### To do
Keep every line of the data below that has the string "lemon" and present those lines.

### Material provided
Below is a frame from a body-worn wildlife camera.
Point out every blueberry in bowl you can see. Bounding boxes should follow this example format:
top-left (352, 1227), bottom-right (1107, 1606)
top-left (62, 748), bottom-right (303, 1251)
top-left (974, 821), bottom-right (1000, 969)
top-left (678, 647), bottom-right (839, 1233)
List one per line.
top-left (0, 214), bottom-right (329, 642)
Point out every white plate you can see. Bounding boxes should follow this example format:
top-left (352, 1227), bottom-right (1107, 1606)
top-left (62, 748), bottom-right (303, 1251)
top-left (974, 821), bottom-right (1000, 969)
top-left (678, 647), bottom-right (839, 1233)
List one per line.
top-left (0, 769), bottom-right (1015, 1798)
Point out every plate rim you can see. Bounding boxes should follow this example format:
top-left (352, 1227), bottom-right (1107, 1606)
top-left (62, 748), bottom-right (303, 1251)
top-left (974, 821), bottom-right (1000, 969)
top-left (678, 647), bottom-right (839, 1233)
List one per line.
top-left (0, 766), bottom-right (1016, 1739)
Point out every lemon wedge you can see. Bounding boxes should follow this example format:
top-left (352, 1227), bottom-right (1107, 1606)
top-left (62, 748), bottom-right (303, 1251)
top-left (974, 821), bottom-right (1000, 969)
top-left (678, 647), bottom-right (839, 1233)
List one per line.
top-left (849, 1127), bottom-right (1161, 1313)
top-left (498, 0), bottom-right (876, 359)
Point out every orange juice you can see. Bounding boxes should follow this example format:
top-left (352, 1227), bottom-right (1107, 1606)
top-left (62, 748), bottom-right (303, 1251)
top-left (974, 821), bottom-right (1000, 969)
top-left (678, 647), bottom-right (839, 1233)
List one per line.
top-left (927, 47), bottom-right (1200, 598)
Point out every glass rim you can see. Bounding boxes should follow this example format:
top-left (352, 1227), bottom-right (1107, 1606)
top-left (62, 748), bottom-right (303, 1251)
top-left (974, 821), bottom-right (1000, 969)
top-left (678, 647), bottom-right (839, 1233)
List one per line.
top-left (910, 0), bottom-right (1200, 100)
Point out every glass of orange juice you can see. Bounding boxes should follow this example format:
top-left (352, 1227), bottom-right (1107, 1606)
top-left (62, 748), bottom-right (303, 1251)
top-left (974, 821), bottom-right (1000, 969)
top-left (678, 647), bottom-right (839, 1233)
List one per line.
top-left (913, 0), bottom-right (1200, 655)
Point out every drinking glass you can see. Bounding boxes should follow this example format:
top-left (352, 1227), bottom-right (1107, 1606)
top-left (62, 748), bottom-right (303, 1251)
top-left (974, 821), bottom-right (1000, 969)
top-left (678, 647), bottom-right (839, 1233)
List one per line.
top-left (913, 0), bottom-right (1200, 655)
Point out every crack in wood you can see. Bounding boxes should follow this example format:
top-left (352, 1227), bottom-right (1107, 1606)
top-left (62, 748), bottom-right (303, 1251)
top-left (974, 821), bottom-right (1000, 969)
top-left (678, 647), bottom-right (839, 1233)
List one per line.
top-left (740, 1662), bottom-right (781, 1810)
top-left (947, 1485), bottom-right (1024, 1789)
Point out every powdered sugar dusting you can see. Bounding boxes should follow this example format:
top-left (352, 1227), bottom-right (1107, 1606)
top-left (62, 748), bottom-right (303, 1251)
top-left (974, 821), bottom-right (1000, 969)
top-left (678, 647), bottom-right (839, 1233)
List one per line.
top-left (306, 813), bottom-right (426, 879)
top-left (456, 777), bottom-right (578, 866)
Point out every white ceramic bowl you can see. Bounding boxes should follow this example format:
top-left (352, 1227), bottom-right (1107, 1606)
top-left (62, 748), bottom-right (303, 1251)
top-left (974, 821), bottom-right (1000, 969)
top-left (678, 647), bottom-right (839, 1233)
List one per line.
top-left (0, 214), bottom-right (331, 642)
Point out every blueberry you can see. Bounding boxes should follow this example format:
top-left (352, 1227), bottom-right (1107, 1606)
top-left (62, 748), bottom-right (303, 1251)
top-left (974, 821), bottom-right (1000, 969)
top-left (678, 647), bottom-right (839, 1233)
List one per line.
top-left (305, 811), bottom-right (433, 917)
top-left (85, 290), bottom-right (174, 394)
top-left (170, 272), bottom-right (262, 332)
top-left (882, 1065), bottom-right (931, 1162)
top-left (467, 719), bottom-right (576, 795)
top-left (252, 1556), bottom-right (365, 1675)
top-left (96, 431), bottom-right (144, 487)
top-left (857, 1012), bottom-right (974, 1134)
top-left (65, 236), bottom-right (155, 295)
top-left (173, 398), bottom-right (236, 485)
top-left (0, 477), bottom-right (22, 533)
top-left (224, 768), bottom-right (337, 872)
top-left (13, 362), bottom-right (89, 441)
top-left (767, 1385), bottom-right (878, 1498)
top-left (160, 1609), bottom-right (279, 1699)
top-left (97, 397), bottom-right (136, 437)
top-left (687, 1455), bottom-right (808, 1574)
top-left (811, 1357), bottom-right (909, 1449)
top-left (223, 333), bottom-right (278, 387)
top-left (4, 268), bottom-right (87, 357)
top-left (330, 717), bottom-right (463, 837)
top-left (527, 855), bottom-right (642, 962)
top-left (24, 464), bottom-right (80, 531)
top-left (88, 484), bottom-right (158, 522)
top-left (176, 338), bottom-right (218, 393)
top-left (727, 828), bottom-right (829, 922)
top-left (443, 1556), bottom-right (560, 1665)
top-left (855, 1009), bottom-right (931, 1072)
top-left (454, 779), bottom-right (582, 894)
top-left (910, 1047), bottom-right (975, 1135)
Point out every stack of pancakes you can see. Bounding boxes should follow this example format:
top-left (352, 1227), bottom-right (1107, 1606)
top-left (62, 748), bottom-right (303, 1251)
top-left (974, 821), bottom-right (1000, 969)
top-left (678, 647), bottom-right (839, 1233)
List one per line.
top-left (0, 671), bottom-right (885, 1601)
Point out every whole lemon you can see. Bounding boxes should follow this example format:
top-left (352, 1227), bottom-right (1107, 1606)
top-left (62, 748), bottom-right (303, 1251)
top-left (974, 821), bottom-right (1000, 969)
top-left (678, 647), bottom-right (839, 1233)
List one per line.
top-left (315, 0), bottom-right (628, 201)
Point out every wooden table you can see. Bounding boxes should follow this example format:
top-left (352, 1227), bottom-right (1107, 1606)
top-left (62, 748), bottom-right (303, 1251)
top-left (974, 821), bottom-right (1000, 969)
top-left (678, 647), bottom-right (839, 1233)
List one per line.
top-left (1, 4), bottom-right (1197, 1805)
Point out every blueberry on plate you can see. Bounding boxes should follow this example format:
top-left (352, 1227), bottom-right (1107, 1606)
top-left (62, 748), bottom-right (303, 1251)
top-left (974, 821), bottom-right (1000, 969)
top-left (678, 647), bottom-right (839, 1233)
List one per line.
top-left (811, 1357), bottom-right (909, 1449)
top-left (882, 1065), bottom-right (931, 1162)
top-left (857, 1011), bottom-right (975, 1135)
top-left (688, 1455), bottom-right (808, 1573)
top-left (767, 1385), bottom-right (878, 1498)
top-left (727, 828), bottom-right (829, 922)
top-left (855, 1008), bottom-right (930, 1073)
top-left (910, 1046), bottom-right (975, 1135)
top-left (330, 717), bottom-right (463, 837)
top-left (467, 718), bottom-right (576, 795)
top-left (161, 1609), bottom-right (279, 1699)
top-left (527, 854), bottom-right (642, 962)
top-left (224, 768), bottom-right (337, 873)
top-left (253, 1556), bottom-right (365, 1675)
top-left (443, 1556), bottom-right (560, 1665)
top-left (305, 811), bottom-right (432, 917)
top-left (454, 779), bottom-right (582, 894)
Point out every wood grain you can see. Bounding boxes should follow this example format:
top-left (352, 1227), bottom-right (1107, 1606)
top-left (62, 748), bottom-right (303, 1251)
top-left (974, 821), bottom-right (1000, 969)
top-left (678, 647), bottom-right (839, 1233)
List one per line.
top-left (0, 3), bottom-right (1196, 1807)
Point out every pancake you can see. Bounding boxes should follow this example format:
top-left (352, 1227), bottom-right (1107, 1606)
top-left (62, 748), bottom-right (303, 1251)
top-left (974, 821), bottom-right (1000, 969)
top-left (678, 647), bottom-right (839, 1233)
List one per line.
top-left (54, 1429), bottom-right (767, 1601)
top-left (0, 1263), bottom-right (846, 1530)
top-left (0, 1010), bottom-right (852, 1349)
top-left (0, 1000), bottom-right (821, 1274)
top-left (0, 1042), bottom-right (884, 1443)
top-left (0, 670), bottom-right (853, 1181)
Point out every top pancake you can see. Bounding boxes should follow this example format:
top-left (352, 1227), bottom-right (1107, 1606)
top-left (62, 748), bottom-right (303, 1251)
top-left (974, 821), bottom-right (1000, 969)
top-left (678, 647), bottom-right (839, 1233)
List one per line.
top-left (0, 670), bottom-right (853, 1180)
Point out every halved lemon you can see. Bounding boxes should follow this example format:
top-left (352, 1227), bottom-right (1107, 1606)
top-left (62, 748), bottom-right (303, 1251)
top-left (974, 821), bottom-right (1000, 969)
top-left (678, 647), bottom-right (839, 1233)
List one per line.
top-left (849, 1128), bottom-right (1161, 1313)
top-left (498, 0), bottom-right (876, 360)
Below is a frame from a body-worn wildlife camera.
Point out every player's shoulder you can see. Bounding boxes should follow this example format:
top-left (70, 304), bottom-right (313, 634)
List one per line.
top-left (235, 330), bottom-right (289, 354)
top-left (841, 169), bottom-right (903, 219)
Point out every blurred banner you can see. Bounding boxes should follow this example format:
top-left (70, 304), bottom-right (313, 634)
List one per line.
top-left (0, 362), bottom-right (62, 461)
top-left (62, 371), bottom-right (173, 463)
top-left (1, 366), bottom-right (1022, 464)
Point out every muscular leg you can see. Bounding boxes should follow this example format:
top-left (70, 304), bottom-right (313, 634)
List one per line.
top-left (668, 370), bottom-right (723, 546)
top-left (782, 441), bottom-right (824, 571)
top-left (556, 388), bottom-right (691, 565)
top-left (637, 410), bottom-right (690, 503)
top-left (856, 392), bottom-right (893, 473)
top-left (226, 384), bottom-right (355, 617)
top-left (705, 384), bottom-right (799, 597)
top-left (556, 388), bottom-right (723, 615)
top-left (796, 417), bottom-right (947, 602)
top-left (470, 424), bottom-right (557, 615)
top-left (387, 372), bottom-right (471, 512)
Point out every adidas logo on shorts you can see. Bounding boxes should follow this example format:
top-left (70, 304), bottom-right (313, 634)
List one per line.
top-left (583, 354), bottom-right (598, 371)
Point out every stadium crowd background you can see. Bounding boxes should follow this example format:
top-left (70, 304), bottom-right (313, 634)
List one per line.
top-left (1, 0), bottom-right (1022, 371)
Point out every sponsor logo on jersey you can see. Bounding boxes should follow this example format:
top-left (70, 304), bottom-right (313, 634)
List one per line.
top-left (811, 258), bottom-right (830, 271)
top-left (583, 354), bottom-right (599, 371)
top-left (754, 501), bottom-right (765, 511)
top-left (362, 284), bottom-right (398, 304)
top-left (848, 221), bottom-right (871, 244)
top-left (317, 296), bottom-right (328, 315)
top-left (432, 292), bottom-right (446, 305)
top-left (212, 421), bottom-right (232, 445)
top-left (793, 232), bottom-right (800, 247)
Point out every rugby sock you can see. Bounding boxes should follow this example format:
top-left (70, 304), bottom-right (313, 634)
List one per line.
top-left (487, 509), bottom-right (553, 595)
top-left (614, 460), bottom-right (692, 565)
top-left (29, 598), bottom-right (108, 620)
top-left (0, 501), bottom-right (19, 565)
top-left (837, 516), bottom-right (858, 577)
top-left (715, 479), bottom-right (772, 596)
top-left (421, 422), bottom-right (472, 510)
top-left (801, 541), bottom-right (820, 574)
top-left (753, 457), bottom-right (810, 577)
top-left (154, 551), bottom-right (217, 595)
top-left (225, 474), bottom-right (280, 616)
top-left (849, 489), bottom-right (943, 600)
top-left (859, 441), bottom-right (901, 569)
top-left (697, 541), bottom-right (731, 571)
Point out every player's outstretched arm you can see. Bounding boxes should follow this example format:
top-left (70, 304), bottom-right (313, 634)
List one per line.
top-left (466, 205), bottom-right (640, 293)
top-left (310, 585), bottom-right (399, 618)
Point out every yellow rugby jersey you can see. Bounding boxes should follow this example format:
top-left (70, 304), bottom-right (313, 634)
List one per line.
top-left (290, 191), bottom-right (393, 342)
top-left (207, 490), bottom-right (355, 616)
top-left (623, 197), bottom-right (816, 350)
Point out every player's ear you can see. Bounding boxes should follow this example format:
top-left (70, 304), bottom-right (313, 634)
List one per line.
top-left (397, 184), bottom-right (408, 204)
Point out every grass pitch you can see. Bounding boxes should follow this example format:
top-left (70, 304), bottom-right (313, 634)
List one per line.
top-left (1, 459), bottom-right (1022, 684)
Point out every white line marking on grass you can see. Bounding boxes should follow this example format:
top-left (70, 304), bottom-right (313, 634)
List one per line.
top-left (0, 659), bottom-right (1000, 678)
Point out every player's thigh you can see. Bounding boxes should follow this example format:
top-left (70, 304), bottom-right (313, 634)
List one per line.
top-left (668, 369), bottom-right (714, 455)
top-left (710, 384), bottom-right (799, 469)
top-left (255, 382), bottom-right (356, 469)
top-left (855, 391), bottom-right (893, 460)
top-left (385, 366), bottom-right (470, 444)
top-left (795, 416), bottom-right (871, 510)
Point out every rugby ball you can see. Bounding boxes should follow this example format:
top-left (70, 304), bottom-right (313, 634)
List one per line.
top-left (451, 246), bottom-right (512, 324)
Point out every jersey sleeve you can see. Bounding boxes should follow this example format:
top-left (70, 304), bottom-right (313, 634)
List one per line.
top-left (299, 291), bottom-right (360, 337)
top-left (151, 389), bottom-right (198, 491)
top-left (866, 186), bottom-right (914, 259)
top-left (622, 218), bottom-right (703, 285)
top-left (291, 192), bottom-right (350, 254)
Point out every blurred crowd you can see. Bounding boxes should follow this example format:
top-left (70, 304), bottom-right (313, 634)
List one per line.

### Output below
Point out every lemon wedge you can see. Bounding boxes should follow this example format:
Point out every whole lemon you can see. Bounding boxes should follow this example format:
Point out every halved lemon you can see. Bounding boxes should follow this example format:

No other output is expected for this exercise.